How many lines of these entries hold the string "patio"? Reply with the number alone.

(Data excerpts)
□ □ □
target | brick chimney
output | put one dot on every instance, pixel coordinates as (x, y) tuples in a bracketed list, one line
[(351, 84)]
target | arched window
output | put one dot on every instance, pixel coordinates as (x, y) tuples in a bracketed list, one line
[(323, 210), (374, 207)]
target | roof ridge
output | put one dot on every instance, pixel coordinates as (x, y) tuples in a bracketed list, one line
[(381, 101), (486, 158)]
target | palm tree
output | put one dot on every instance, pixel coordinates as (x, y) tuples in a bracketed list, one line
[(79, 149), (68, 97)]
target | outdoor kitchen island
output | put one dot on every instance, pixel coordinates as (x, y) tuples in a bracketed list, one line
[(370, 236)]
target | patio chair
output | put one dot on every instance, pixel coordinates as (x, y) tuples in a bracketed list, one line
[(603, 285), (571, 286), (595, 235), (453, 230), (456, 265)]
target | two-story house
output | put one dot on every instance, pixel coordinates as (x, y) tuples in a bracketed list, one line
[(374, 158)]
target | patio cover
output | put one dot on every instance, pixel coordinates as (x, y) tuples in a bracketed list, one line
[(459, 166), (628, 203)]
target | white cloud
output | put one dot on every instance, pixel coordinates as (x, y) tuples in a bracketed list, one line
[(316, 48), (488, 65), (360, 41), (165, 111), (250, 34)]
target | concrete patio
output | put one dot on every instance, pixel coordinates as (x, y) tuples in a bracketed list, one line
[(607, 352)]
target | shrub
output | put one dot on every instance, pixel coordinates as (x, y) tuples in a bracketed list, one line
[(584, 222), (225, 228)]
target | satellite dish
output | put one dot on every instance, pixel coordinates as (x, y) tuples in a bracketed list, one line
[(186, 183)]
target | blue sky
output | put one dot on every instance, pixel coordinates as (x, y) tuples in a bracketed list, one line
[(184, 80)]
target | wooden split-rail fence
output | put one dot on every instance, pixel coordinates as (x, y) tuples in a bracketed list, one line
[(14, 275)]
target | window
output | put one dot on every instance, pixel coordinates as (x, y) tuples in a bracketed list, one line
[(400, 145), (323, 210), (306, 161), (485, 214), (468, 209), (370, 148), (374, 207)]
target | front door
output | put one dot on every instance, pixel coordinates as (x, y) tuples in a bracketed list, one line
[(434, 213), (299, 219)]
□ □ □
> Your solution: 3